**Written instruction:**
Convert the lines into a JSON list of strings, one string per line and no blank lines, starting at the line that contains "Question. In the picture above, identify the marsh" and ending after the line that contains "[(385, 676)]". Include only those lines from the entries.

**Input:**
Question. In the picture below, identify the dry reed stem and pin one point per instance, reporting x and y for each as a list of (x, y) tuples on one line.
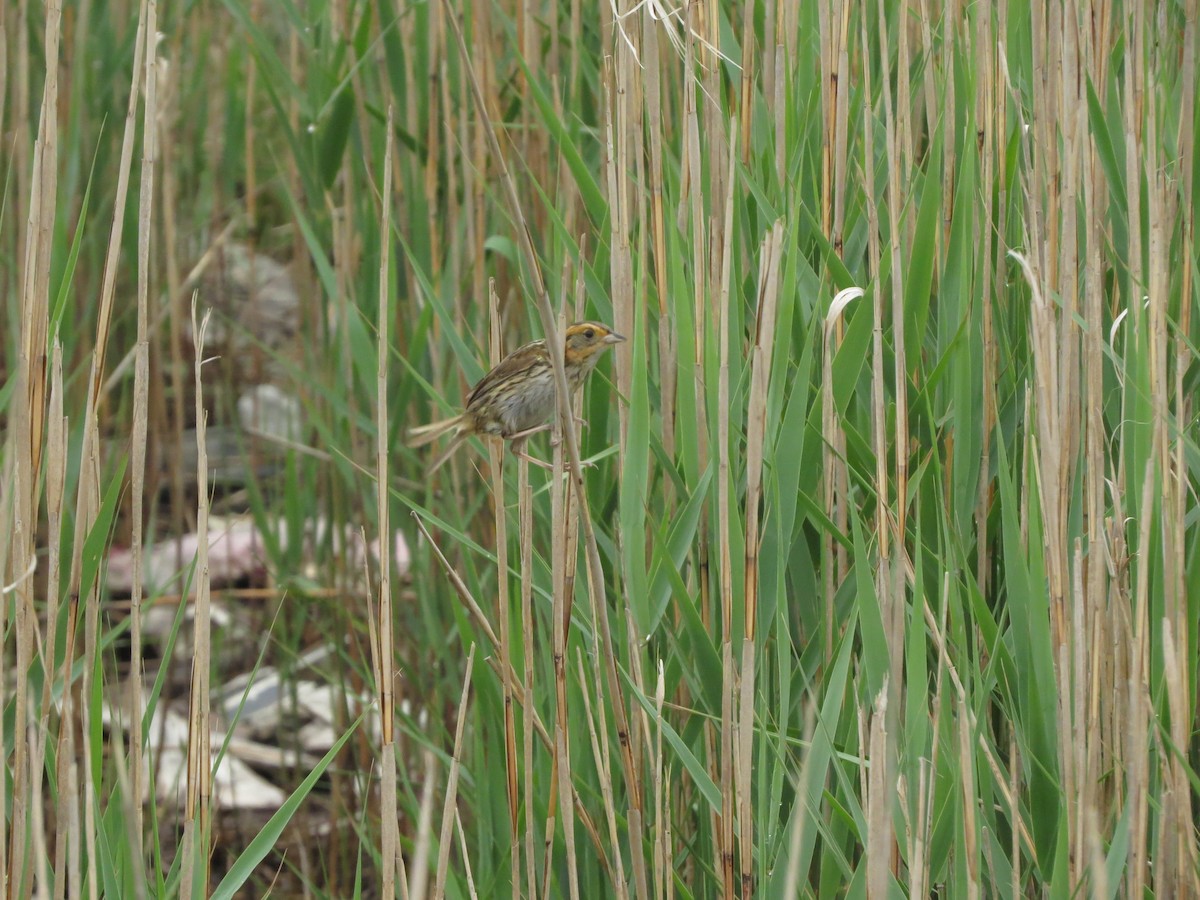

* * *

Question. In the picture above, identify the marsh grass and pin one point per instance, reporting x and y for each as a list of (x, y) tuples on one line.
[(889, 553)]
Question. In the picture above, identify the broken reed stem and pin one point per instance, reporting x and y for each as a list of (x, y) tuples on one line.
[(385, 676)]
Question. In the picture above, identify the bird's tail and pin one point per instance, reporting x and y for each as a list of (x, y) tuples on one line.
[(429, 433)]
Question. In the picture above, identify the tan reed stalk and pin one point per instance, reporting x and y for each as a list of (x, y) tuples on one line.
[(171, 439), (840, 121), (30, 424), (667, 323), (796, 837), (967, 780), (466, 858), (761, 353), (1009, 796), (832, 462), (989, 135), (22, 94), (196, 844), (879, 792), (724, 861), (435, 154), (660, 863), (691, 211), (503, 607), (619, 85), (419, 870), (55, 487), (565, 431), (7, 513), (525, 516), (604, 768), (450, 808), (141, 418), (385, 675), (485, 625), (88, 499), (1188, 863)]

**Response:**
[
  "Question. In the picture above, identify the marsh grass and pin one point per instance, reporting x and y for each as a list of (x, y) tuples on one line.",
  "[(889, 553)]",
  "Question. In the picture above, identify the broken reed stem and pin one point per instance, reporting x and y for each as a list of (x, y) tuples on one line.",
  "[(385, 676)]"
]